**TAREFA PEDIDA:**
Redigite sem nenhuma mudança a parte do texto sobre fornecedores de software que vai de "Estava elaborando minhas" até "azedará a relação.".

**TRECHO SELECIONADO:**
□ □ □ □ □

Estava elaborando minhas ideias “polêmicas” e resolvi colocá-las para debate e discordância da galera. Sobre a forma como os fornecedores de software (em especial os pequenos) são mestres na arte de somente abaixar a cabeça e dizer sim ao cliente, empurrando as consequências desastrosas organograma abaixo.

É insustentável para ambos os lados um cliente querer fazer de seu fornecedor de software externo o seu “setor de TI”. Cada pequena demanda ter que virar um pedido, muitas vezes para resolver problemas momentâneos. O que um consumidor de software deve buscar é independência e, claro, isso exigirá dele alguma boa vontade extra em aprendizado e esforço nas tarefas. Mas querer delegar cada detalhezinho para o fornecedor provocará uma sobrecarga que mais cedo ou mais tarde azedará a relação.

Isso ocorre quando o cliente se acostuma a (a ele é permitido) pedir as coisas de forma reativa: na pressa, cada pequeno problema é encarado como um pedido que pode ser feito no balcão do McDonald’s. “Resolve tal problema para mim.” É viável uma empresa de software (em especial uma pequena) atender todos os seus clientes dessa forma? O cliente que espera ser atendido assim, ainda mais pagando barato, não está iludindo a si mesmo, achando que vai obter comodidade ao invés de dor de cabeça?

□ □ □ □ □

**MATERIAL FORNECIDO:**

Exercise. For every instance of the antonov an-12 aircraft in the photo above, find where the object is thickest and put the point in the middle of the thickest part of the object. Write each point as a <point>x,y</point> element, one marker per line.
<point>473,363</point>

□ □ □ □ □

**TAREFA FEITA:**
Estava elaborando minhas ideias “polêmicas” e resolvi colocá-las para debate e discordância da galera. Sobre a forma como os fornecedores de software (em especial os pequenos) são mestres na arte de somente abaixar a cabeça e dizer sim ao cliente, empurrando as consequências desastrosas organograma abaixo.

É insustentável para ambos os lados um cliente querer fazer de seu fornecedor de software externo o seu “setor de TI”. Cada pequena demanda ter que virar um pedido, muitas vezes para resolver problemas momentâneos. O que um consumidor de software deve buscar é independência e, claro, isso exigirá dele alguma boa vontade extra em aprendizado e esforço nas tarefas. Mas querer delegar cada detalhezinho para o fornecedor provocará uma sobrecarga que mais cedo ou mais tarde azedará a relação.